Automate your Workflow: Removing Tedium in Everyday Work


Comments are closed.

Anonymous at 17:33 on 23 Oct 2014

Don't understand where is AI of diffbot. Chrome devtools + xslt

Interesting talk.

Not sure to understand all about Diffbot, but really appreciate the approach of automating repetitive and tedious task.
And I was glad to see the PHP editor for SitePoint, a good place to find articles on PHP and other web stuff.

Well, while diffbot seems a nice piece of software, I didn't see the link with php or event development workflow...

I'm not sure to understand all about Diffbot but i'll definitely take a look at it, for generating API easily based on urls.

The only (big) drawback is that it seems to be a commercial product (and not the cheaper one).
This is understandable, but is the Forum Php made for that ?

Don't really understand where is the "machine learning part"

(Entries)

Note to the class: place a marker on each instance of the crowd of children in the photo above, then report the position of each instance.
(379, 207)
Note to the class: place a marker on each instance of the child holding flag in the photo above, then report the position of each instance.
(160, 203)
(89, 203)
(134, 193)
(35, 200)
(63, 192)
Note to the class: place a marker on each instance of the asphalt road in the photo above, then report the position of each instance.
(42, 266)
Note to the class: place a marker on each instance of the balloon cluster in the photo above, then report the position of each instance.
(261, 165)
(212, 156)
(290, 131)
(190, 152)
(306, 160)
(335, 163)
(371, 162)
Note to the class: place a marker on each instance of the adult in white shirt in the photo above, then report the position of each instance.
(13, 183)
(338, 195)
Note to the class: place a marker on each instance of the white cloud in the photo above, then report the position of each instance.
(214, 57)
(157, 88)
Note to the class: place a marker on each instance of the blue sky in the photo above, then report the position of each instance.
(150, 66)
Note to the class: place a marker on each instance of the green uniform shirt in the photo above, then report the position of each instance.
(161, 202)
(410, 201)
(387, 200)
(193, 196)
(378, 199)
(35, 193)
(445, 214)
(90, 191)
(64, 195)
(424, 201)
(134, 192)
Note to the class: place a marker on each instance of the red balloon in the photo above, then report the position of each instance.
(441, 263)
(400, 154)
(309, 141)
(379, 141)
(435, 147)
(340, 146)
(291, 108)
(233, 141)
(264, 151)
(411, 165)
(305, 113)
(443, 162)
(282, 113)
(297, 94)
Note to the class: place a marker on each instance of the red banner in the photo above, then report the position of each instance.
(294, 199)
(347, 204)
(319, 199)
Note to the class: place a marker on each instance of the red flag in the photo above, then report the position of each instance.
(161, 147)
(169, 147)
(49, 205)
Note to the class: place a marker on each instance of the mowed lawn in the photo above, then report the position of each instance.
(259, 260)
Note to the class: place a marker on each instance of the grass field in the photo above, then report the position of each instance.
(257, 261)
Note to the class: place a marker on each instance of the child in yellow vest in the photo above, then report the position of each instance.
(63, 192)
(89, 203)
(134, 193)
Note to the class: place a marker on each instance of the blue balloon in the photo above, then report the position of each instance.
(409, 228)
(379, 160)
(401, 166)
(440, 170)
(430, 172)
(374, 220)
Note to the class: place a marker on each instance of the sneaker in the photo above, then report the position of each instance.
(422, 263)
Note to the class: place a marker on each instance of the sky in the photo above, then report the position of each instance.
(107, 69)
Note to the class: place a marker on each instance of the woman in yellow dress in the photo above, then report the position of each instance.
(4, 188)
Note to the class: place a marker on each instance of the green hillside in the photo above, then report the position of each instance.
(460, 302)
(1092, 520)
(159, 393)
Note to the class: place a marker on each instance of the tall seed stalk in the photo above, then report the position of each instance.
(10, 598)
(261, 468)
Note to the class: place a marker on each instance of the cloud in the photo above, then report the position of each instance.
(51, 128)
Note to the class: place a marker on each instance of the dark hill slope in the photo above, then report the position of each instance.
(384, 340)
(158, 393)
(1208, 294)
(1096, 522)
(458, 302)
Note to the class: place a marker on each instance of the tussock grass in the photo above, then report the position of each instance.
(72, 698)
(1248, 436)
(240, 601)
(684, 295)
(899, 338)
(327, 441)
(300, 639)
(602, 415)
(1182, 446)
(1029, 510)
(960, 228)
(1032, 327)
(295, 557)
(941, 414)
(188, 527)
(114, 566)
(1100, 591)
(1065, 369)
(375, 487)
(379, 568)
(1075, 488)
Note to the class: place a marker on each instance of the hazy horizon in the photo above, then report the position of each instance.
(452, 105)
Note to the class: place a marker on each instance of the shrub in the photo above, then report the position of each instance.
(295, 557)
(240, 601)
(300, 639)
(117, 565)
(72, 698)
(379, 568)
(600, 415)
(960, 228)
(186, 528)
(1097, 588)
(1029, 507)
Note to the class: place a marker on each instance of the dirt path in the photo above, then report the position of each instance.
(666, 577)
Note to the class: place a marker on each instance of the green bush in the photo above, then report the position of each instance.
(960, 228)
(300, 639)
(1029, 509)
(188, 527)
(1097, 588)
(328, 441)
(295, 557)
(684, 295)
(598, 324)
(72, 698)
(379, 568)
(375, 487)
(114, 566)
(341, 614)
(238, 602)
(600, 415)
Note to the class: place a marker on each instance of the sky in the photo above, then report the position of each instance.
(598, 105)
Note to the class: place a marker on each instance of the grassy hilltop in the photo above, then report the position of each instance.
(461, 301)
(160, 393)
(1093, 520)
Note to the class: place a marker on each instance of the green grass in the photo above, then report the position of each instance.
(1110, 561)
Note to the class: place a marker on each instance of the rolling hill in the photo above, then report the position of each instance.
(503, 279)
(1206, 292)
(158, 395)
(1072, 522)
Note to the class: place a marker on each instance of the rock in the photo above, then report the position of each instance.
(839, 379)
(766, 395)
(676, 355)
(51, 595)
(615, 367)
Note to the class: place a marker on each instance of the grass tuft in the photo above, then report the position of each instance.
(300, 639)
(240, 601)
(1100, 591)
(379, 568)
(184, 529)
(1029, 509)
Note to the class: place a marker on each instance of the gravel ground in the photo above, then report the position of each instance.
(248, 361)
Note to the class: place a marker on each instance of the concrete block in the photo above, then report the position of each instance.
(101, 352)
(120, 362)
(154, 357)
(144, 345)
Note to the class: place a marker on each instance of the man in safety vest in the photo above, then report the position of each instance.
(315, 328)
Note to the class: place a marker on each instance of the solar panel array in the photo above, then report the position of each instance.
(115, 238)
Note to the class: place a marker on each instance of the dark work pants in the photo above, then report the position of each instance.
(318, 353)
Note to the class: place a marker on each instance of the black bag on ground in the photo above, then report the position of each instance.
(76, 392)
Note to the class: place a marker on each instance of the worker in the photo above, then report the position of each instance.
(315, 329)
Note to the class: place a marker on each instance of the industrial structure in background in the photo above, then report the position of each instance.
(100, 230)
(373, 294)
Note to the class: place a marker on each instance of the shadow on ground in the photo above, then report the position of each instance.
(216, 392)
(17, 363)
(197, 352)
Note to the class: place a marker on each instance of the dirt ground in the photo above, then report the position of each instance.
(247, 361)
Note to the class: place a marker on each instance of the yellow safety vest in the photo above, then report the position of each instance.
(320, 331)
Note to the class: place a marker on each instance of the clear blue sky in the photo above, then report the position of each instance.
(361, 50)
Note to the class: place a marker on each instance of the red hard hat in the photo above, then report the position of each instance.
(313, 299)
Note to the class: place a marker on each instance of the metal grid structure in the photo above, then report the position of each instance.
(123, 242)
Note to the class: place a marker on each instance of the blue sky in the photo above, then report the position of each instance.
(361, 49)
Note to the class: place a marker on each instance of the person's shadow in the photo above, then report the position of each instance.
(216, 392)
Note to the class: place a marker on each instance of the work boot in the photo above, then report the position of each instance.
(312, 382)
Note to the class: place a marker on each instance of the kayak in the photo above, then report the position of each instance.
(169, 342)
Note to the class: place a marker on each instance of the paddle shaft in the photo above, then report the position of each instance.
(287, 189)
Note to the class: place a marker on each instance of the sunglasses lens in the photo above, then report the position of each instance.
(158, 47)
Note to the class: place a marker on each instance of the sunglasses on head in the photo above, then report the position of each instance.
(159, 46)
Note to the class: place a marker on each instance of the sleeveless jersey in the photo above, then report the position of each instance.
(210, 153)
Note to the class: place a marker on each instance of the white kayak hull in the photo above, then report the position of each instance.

(Challenges)
1. Reproduce the passage from the workflow-automation talk comments that begins at the words "Well, while diffbot" and ends after the words "based on urls.".
2. Extend the comment thread on the workflow-automation talk, picking up right after its last comment.

(Task results)
1.
Well, while diffbot seems a nice piece of software, I didn't see the link with php or event development workflow...

I'm not sure to understand all about Diffbot but i'll definitely take a look at it, for generating API easily based on urls.

2.
@all: Thank you very much for the feedback, it's very important to me so I can see which areas I need to work on, and what explanations needs to be made more approachable. I'll try to address each comment individually now.

@Cedric: The magic of Diffbot is that it uses visual extraction of data - it doesn't rely only on HTML markup, but tries to learn and recognize what's important to humans. It gets better over time, so much so that even if the markup changes (essentially breaking the API in competitors), Diffbot will know to adapt to these changes and keep everything working.

@Romain: Thanks!

@Andre: I would be happy to clarify more? Is there anything in particular that confuses you?

@Rodrigue: Not sure what you mean, could you clarify? The link to diffbot is or @diffbot on Twitter, if that's what you mean, and the slides and source code links are coming soon, as soon as I regain proper internet access at home.

@Dits: See my comment to Cedric above, that explains a part of the machine learning. Why do you think it's a big drawback that it's commercial? You can have a free god token for two weeks, and you can also apply for a permanently free token if you have an open source or educational project. Get in touch with me if you'd like to know more about that.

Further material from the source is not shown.